GIVEN EXERCISE A:
In the piece about explorer Charlie Walker, how long did his 2010 bicycle expedition take to complete?
GIVEN EXERCISE B:
Carry on the piece about explorer Charlie Walker, picking up right after its last sentence.

PAGE:
--- --- ---
The latest guest on Joe Rogan's popular podcast, The Joe Rogan Experience, is Charlie Walker, a British explorer, writer, and public speaker. Walker specializes in long-distance human-powered expeditions.
During his 12-year career as an explorer, Charlie Walker has traveled to some of the most remote places on the globe. His expeditions have taken him to Arctic tundras, Congolese jungles, various deserts, the highlands, the Tibetan plateaus, and many more places.
Walker is also notorious for having traveled over 50,000 miles on bicycles, foot, horses, rafts, and dugout canoes. In 2010, Charlie Walker embarked on the longest expedition of his career. On the journey, he covered 60 countries on his bicycle.
By the end of the expedition, Walker had transversed through the furthest capes in Europe, Africa, and Asia. The entire endeavor took four-and-a-half years to complete.
The Brit is a member of the prestigious Royal Geographical society. He is also a three-time recipient of the 'Mad but Marvelous' Grant. Walker has authored two books based on his travels, 'On Roads That Echo' and 'Through Sand and Snow'.
Walker's exploits have been featured in many leading media organizations like the BBC, Sunday Times, and Radio 4.
--- --- ---
DATA SEGMENT:
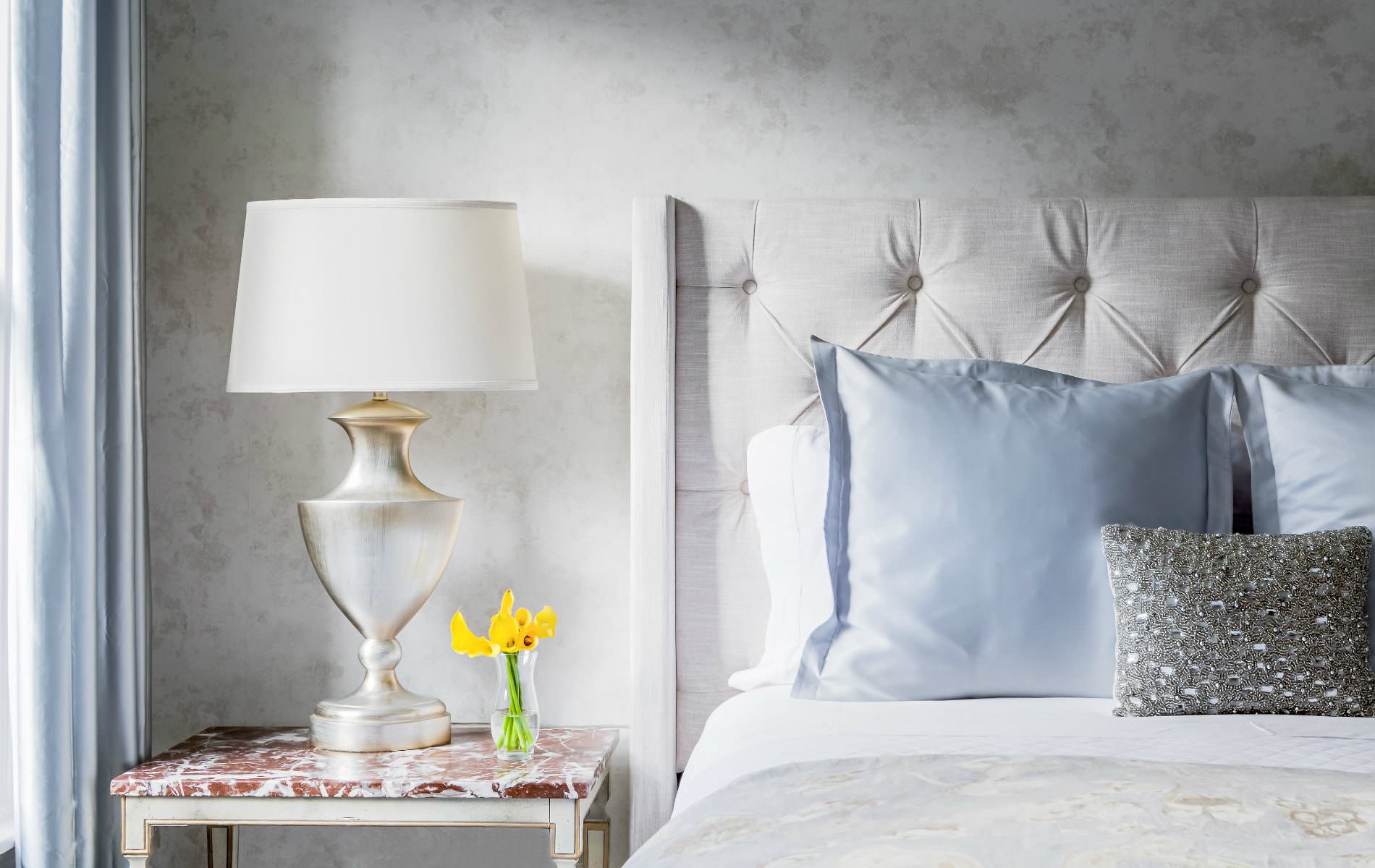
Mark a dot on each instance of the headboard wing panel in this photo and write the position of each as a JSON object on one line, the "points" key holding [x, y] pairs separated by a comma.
{"points": [[1110, 289]]}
--- --- ---
EXERCISE RESPONSE A:
Four-and-a-half years.

EXERCISE RESPONSE B:
Catch the JRE episode below:
Joe Rogan asks Charlie Walker why he became an explorer
Joe Rogan kicked off episode No.1832 of his podcast by asking his guest Charlie Walker why he decided to become an explorer. The British native answered by saying that he is just a very curious person:
"I suppose it comes down to, I'm just really curious. I want to get to these places, see, you know, people living lives differently to mine. I grew up in a tiny little village where, you know, it's nice, but nothing really happened. And I suppose I started travelling when I was eighteen... and just got more and more curious and slowly realized that I enjoy travelling more if I was getting to places by I suppose by physically difficult means"
A curious Joe Rogan then quizzed Walker on what his first physically challenging trip was. The wanderlust explained that his first grueling trip was when he biked a distance of one thousand miles from Beijing to Mongolia.:
"The first time I did anything sort of particularily physically challenging was I flew to Beijing and I had a flight out of Mongolia and kind of quiet last minute I thought oh! well you know its a thousand between the two, I'll take a bike, a bicycle. It took two weeks to cross up to the Ulaanbaatar, the capital of Mangolia... and frankly those two weeks were particularily sh***y "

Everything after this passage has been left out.